→ **DATA TO PROCESS**:
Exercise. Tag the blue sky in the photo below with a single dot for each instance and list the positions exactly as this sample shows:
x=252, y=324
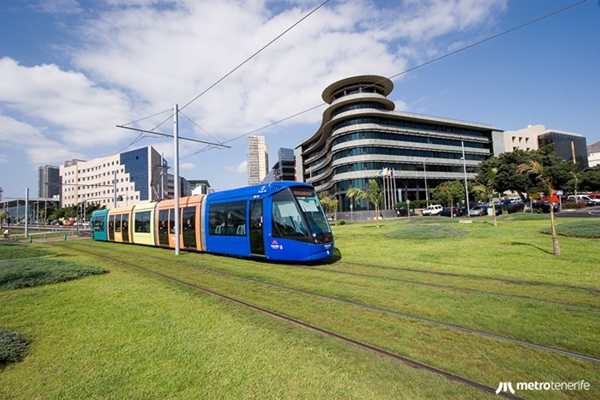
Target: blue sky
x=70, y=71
* * *
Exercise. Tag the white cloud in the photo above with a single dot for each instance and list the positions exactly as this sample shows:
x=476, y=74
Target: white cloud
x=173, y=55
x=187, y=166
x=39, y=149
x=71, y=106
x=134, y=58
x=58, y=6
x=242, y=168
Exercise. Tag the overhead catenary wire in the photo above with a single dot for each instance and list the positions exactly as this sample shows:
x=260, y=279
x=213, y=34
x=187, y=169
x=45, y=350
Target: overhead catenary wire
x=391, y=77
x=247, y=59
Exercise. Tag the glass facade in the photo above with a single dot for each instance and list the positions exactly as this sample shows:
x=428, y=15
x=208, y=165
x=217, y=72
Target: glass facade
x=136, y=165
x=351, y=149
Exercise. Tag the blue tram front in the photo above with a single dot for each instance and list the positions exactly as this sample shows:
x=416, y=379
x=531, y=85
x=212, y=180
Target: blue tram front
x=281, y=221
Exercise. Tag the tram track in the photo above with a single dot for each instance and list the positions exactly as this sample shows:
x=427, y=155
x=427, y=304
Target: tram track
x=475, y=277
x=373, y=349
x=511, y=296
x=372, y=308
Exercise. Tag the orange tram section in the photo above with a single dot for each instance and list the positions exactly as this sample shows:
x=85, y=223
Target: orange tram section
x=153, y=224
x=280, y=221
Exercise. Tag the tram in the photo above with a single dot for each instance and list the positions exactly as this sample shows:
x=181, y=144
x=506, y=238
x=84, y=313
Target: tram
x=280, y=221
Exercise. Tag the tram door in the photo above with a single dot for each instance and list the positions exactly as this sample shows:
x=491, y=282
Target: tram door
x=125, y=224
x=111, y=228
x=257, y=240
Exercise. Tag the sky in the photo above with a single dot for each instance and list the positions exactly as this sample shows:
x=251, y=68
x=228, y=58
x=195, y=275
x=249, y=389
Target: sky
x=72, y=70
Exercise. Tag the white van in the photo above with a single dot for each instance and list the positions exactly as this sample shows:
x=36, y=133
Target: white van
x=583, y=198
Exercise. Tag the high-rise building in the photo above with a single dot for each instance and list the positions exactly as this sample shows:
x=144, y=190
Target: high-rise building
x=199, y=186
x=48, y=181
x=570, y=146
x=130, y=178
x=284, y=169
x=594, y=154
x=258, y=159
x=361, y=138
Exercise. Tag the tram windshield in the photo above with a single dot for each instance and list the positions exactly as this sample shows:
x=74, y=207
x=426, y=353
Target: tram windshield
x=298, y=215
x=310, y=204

→ **WHAT TO DO**: Work out how many lines of the records contain the word "above". Give that number and nothing more.

→ **RESPONSE TO THE TASK**: 12